[Annotated coordinate records]
══════════════════════════════

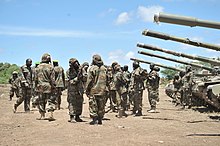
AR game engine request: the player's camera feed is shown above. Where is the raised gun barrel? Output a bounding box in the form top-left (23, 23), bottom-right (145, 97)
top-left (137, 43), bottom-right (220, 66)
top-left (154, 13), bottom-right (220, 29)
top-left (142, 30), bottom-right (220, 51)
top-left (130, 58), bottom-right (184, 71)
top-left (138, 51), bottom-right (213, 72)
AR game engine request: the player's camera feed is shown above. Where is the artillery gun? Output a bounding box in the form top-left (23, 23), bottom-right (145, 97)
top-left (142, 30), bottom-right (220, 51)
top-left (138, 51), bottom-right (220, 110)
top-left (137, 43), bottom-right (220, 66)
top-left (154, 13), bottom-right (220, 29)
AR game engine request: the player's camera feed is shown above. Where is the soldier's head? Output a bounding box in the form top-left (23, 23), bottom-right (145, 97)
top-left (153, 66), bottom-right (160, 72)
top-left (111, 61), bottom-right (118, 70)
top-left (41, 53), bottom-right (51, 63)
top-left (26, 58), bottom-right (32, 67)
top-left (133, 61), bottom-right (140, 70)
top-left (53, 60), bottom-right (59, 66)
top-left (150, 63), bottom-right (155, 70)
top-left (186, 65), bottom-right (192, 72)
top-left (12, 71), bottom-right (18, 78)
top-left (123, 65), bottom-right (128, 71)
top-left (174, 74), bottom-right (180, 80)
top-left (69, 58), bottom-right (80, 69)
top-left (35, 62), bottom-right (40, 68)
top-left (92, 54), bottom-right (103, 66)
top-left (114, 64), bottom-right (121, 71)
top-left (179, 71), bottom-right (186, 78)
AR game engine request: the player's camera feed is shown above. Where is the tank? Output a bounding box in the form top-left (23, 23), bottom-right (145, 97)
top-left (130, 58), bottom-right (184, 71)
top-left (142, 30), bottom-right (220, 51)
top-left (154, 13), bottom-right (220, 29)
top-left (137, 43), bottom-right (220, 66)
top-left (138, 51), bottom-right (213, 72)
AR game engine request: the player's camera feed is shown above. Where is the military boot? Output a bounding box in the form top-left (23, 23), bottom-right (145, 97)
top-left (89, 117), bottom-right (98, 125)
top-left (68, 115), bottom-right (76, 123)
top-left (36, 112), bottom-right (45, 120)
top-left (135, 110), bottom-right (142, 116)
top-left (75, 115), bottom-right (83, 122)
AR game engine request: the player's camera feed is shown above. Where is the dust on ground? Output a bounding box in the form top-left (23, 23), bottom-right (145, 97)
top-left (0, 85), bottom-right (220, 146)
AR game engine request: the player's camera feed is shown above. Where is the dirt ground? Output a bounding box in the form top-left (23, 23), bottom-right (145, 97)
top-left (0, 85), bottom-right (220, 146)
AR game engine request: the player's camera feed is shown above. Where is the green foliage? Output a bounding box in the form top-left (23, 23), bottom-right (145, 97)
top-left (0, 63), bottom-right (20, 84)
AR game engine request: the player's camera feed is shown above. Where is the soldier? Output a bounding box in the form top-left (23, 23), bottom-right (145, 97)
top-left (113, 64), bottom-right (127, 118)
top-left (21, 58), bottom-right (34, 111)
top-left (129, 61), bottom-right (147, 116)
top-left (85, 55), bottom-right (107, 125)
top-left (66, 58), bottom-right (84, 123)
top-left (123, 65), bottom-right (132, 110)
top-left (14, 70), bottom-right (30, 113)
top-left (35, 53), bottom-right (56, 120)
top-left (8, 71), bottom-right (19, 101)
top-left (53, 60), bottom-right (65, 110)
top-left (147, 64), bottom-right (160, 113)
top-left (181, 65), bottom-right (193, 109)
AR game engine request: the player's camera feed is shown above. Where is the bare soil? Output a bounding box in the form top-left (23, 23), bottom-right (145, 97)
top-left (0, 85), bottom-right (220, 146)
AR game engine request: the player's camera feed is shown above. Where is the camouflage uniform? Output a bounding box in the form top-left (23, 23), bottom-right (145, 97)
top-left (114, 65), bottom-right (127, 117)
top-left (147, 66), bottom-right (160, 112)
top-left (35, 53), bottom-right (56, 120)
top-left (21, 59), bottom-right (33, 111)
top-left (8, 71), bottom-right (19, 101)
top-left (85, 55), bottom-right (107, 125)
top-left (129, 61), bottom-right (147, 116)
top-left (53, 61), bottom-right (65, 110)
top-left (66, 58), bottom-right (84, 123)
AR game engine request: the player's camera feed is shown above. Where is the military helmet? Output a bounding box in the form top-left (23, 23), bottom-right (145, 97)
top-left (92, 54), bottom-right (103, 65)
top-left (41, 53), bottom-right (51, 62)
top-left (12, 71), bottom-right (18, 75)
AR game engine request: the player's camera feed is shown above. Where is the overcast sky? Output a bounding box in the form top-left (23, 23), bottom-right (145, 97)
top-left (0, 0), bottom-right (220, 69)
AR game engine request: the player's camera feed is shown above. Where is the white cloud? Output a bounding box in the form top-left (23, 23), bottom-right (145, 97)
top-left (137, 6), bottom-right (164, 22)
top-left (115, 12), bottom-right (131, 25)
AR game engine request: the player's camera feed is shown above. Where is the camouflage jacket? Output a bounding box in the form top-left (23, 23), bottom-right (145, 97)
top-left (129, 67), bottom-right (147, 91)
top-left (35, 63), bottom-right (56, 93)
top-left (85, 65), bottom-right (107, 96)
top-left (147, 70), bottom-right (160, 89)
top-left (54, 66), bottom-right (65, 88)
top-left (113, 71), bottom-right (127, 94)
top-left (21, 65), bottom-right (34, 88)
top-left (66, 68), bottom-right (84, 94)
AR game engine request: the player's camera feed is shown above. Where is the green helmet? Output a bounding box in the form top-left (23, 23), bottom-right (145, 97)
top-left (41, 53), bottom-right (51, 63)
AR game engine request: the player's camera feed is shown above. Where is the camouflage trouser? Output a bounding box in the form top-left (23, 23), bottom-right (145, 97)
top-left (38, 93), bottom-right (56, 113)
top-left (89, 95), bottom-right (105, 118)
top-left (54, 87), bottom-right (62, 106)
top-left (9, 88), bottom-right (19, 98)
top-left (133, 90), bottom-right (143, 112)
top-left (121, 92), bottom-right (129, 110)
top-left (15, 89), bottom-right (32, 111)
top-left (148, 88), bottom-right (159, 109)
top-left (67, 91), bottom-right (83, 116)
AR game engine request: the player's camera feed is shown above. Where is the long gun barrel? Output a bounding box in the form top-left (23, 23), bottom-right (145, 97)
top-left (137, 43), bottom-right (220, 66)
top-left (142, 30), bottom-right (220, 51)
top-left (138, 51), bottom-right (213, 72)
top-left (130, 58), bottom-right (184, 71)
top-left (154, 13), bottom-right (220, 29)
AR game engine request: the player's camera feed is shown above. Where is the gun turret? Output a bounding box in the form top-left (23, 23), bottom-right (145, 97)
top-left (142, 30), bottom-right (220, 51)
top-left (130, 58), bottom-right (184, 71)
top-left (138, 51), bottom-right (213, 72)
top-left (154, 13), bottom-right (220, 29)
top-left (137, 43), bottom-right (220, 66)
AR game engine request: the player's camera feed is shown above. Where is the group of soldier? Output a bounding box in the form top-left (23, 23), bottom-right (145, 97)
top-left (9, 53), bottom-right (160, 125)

══════════════════════════════

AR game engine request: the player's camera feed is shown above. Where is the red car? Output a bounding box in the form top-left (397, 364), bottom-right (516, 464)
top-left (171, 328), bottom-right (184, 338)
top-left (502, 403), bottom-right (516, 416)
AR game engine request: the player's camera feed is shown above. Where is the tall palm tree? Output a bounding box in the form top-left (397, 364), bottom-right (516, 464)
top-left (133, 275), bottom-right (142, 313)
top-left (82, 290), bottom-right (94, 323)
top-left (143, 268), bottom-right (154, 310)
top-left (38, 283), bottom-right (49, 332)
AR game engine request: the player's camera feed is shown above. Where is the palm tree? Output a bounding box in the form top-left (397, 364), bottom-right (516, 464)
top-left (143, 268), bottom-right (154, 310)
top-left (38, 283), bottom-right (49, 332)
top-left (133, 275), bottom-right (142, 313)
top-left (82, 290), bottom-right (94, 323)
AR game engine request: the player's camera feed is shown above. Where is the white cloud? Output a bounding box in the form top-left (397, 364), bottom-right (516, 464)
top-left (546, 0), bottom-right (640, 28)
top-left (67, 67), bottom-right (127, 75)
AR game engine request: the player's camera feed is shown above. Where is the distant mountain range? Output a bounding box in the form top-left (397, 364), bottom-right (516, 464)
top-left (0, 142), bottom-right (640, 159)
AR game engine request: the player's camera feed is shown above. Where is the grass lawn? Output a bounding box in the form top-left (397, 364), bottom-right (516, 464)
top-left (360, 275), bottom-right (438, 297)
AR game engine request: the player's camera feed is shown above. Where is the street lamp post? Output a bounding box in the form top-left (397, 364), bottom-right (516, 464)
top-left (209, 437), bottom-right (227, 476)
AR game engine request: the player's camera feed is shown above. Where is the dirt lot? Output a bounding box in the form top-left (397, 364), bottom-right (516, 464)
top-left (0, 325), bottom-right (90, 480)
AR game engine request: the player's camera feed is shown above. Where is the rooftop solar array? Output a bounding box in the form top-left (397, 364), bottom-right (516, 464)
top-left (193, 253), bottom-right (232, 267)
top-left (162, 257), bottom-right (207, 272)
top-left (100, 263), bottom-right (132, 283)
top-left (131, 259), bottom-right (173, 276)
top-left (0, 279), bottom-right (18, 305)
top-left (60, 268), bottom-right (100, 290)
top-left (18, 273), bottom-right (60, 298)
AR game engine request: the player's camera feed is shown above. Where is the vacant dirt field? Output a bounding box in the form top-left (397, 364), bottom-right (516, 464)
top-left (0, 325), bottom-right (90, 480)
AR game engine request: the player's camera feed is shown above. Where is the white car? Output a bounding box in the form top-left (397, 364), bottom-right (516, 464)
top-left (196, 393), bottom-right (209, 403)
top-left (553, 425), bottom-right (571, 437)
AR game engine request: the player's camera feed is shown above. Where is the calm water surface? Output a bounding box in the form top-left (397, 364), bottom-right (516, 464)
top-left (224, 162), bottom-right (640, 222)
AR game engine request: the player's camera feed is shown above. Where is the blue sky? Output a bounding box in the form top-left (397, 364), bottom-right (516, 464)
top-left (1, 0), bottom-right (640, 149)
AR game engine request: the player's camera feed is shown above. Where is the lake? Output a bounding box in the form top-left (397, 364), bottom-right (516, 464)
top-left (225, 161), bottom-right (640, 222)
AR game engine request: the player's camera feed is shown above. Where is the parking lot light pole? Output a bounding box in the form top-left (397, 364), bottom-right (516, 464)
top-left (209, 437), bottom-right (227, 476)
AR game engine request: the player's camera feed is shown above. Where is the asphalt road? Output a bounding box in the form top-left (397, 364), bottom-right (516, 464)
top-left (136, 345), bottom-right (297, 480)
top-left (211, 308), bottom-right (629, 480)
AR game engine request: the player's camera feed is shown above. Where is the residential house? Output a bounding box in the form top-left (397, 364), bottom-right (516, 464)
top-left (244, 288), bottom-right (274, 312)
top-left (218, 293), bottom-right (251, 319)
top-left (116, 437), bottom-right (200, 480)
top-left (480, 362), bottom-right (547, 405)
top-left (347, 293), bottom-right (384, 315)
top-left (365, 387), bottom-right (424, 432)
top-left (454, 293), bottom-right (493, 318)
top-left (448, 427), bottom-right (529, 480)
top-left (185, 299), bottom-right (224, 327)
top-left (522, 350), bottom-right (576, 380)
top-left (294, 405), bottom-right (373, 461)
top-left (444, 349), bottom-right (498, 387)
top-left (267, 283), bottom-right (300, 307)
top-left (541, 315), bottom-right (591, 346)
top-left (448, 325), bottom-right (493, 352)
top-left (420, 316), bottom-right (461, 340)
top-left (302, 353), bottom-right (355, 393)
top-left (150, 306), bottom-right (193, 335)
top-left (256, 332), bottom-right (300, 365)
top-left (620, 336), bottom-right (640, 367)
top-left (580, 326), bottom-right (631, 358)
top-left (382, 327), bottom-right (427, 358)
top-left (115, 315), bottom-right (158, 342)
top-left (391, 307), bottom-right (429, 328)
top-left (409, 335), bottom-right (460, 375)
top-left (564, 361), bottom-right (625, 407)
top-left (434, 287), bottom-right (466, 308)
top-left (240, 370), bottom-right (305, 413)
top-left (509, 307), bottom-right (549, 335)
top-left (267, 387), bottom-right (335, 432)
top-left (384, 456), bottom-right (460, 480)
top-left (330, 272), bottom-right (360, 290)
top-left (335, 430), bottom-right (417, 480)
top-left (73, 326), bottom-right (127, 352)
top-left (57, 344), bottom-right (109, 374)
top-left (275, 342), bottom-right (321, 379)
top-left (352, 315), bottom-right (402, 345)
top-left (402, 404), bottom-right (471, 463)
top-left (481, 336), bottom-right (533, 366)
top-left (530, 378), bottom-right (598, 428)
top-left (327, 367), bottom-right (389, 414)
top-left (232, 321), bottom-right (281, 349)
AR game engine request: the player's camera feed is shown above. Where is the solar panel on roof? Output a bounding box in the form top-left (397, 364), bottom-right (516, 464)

══════════════════════════════

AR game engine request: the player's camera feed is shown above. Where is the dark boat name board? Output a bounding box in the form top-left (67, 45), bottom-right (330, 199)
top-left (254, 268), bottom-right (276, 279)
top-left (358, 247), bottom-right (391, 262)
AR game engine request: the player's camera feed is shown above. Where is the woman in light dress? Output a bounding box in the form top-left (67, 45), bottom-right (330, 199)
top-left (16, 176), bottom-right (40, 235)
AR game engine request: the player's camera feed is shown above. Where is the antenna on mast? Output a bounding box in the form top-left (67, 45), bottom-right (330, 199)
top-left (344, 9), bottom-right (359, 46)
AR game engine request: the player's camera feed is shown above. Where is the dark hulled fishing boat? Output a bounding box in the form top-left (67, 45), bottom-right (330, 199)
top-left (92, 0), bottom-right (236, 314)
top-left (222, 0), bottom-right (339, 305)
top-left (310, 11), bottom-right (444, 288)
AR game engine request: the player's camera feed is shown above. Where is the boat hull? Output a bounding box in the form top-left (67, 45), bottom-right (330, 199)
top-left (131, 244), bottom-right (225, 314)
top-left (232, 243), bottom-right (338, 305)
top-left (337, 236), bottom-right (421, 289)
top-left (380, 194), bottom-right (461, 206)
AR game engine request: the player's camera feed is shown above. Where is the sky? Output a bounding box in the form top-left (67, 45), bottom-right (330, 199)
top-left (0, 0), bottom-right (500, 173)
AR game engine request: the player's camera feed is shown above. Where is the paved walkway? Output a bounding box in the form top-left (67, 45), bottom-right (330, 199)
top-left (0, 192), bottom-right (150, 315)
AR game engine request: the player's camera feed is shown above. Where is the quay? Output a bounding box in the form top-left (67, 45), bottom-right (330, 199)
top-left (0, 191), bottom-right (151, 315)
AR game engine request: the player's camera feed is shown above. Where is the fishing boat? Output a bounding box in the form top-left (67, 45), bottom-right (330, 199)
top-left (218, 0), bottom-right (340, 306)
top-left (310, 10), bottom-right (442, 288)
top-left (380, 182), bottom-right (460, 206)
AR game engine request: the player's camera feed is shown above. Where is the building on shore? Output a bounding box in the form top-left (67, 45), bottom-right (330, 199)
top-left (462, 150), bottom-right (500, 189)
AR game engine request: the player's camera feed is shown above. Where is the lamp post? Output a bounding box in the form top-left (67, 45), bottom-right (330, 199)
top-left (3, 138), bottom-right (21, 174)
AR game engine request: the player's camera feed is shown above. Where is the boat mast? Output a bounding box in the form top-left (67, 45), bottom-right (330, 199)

══════════════════════════════

§ Task description
Can you switch "residential house" to "apartment building" in the entries between the lines holding "is the residential" and "top-left (480, 362), bottom-right (547, 405)", inclusive, and write out only those lines with everything else unchanged?

§ Output of the task
AR game engine request: the player's camera feed is shown above. Where is the apartment building? Output a bounding box in the form top-left (397, 364), bottom-right (516, 464)
top-left (244, 288), bottom-right (274, 312)
top-left (218, 293), bottom-right (251, 319)
top-left (116, 437), bottom-right (200, 480)
top-left (480, 362), bottom-right (547, 405)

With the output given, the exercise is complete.